* **TASK DIRECTIONS**
Copy out exactly the lines from the line containing "Target: grassland" to the end of the listing.

^^^^^^^^^^^^^^^^

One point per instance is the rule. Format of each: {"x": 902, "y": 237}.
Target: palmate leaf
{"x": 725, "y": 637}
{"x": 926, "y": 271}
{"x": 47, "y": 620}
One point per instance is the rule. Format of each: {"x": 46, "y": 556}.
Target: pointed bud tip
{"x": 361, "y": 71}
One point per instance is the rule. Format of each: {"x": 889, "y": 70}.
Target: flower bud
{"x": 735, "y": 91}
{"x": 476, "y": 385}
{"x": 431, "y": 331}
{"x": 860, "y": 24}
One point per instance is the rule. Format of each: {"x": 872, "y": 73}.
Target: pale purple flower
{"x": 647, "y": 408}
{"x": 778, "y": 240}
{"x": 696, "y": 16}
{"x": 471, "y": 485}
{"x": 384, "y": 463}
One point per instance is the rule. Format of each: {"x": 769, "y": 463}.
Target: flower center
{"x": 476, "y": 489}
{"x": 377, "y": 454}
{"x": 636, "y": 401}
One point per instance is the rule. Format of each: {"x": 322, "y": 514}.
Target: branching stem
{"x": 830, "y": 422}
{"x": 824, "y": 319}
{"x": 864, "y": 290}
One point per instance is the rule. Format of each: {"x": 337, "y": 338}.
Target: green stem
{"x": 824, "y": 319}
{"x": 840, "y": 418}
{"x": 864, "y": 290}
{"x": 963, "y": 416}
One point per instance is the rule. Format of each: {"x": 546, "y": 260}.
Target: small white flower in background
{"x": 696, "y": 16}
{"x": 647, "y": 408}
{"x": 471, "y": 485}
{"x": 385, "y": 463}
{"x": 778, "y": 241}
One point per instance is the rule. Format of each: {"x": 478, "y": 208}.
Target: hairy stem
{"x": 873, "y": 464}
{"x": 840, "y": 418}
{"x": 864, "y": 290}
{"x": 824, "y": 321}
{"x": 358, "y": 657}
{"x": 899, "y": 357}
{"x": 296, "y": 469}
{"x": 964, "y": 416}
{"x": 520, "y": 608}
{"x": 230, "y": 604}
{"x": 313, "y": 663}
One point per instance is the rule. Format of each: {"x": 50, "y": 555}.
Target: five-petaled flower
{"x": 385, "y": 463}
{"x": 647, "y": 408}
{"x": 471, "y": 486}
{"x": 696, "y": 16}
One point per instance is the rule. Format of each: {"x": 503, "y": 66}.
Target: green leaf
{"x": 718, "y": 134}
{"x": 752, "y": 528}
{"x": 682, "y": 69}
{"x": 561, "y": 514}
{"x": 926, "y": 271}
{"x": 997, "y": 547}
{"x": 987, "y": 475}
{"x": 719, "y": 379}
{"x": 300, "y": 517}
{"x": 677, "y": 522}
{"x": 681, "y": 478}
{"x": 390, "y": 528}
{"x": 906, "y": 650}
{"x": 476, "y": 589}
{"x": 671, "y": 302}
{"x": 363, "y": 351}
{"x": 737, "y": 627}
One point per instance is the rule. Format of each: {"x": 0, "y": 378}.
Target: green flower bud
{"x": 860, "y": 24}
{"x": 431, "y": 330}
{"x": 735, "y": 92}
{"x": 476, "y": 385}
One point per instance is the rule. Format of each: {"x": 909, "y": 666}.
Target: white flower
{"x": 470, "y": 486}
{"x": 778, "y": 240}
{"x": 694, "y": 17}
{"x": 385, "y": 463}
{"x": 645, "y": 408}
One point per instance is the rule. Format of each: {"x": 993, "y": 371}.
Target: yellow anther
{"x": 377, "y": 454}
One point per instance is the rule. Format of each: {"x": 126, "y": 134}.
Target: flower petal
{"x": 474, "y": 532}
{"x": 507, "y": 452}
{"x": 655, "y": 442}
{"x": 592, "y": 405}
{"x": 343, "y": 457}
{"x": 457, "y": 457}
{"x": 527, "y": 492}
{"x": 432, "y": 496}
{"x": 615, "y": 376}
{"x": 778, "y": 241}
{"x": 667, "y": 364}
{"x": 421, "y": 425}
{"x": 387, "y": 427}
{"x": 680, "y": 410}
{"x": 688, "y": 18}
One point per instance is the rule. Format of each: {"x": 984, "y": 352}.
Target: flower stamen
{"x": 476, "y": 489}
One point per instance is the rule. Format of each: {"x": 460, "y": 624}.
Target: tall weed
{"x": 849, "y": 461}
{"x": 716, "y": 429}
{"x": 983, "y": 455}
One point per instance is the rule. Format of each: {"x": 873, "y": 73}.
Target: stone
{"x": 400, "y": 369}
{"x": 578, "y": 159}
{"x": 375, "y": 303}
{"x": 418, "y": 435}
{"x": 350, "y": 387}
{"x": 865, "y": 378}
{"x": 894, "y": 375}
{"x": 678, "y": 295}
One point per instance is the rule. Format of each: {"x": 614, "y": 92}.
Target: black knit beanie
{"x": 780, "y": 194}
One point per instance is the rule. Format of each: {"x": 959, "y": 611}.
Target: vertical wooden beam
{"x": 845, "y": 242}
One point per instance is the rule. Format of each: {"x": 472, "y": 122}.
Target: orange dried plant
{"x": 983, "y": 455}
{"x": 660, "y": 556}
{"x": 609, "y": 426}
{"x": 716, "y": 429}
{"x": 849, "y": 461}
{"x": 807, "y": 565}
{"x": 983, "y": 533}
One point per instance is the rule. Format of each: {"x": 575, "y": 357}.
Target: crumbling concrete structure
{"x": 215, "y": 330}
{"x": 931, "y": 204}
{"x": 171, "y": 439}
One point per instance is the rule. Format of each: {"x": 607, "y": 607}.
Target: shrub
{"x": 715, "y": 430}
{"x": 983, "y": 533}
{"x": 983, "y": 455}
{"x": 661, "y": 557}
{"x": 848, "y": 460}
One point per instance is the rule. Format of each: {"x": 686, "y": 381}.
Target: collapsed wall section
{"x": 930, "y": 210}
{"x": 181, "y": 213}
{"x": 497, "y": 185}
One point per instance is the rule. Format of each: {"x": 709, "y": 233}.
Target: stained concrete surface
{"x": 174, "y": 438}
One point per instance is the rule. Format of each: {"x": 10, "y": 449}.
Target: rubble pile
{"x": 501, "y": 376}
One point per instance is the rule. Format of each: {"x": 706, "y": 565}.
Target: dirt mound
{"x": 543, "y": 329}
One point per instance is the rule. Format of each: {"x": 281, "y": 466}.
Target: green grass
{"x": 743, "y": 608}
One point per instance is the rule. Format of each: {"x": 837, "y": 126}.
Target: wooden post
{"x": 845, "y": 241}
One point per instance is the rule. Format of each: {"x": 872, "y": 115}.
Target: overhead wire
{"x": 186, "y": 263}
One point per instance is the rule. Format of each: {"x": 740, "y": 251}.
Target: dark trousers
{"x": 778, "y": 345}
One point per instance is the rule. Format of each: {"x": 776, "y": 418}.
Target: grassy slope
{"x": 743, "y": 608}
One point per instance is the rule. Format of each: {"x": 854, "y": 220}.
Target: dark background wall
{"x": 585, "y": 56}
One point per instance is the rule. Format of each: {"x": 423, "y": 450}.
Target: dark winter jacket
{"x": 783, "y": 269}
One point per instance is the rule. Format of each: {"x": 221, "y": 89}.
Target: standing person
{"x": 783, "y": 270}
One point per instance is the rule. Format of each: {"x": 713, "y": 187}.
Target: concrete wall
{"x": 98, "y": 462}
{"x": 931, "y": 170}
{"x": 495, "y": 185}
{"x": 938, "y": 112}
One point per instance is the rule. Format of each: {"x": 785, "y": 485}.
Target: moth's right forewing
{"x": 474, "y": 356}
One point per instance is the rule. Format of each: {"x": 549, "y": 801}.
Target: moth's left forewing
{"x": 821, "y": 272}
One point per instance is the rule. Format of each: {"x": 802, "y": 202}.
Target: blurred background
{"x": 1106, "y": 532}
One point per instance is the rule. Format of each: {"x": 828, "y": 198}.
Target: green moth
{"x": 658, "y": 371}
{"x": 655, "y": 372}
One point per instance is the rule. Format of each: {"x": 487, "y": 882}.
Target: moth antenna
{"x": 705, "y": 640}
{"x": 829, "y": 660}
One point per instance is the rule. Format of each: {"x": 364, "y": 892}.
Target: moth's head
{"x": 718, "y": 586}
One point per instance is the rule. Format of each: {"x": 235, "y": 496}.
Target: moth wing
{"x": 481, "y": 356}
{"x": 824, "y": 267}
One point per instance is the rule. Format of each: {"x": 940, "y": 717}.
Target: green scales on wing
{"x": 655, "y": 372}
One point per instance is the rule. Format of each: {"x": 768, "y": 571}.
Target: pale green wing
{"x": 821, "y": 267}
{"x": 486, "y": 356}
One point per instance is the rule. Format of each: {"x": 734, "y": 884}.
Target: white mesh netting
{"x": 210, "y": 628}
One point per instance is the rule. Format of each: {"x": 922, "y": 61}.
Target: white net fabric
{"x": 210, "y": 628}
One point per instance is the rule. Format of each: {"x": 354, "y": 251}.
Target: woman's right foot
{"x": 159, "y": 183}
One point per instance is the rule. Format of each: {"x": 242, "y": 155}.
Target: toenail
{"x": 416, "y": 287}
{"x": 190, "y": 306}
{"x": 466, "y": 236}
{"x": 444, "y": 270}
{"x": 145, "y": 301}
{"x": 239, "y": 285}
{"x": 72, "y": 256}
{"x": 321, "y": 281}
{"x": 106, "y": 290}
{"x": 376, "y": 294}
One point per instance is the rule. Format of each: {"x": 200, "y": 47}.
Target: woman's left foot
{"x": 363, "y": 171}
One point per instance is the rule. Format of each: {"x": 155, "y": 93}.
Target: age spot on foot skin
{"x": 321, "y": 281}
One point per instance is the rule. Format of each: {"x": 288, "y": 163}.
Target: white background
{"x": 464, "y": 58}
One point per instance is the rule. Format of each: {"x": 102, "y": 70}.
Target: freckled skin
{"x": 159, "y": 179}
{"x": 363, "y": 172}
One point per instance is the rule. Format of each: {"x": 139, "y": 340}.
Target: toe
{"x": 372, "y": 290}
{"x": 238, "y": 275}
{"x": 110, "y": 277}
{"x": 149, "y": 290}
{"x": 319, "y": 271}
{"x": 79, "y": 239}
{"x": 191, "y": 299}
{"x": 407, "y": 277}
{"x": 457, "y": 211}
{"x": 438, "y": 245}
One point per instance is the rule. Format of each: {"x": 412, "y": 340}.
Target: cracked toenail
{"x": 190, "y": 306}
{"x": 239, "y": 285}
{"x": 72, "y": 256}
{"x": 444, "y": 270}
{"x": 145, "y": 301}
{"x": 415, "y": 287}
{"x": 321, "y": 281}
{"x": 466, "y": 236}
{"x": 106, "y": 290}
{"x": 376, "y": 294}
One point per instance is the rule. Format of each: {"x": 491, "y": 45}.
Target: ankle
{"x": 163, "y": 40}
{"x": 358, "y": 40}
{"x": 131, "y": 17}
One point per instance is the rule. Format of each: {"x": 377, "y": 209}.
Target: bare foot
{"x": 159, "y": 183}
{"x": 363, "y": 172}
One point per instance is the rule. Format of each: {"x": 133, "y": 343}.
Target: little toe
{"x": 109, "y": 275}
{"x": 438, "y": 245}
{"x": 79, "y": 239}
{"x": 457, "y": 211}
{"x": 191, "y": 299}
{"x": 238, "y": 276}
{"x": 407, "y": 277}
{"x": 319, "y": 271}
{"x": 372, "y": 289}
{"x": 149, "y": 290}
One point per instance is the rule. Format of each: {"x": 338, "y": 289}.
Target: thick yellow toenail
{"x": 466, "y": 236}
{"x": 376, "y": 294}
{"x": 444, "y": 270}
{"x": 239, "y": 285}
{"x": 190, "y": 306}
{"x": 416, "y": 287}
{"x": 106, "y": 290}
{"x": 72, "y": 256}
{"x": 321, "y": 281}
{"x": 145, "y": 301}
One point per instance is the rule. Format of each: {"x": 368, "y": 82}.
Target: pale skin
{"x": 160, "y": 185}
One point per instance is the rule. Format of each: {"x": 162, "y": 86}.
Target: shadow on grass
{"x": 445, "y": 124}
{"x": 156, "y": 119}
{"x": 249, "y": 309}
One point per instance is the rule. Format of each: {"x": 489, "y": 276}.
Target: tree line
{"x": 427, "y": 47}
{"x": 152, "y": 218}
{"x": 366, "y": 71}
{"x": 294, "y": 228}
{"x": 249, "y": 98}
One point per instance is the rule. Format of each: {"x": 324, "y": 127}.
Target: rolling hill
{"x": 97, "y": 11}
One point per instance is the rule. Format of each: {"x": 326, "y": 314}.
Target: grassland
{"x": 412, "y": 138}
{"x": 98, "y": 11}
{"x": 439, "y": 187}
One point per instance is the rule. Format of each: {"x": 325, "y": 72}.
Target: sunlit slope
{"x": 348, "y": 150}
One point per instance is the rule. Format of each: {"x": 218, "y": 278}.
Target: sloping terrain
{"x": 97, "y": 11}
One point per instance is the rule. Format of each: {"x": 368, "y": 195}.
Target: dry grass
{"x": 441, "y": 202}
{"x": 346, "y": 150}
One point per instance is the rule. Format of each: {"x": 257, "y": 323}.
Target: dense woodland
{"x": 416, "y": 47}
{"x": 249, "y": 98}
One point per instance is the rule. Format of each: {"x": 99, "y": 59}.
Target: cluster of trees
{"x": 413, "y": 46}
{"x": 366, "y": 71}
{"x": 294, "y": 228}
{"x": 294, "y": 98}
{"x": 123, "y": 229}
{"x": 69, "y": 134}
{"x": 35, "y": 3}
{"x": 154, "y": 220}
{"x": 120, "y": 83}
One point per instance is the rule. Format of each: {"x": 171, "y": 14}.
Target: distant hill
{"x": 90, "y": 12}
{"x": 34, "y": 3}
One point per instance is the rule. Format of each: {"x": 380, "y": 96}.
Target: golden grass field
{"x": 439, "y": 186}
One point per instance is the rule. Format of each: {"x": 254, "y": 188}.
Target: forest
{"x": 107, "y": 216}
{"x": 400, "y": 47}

^^^^^^^^^^^^^^^^

* **RESPONSE AREA**
Target: grassland
{"x": 412, "y": 138}
{"x": 98, "y": 11}
{"x": 439, "y": 187}
One point per instance is the rule. Format of each: {"x": 325, "y": 72}.
Target: sunlit slope
{"x": 348, "y": 150}
One point per instance is the rule. Format of each: {"x": 218, "y": 278}.
Target: sloping terrain
{"x": 97, "y": 11}
One point per instance is the rule. Format of each: {"x": 368, "y": 195}.
Target: dry grass
{"x": 441, "y": 202}
{"x": 346, "y": 150}
One point per instance is the rule. Format of each: {"x": 257, "y": 323}.
Target: dense woodland
{"x": 416, "y": 47}
{"x": 249, "y": 98}
One point per instance is the rule. Format of each: {"x": 99, "y": 59}.
Target: cluster of trees
{"x": 413, "y": 46}
{"x": 366, "y": 71}
{"x": 294, "y": 228}
{"x": 294, "y": 98}
{"x": 123, "y": 229}
{"x": 69, "y": 134}
{"x": 35, "y": 3}
{"x": 154, "y": 220}
{"x": 120, "y": 83}
One point per instance is the rule. Format of each: {"x": 171, "y": 14}.
Target: distant hill
{"x": 90, "y": 12}
{"x": 34, "y": 3}
One point per instance is the rule. Format of each: {"x": 380, "y": 96}.
Target: golden grass field
{"x": 439, "y": 186}
One point per instance is the rule. Format of each: {"x": 254, "y": 188}.
Target: forest
{"x": 107, "y": 216}
{"x": 400, "y": 47}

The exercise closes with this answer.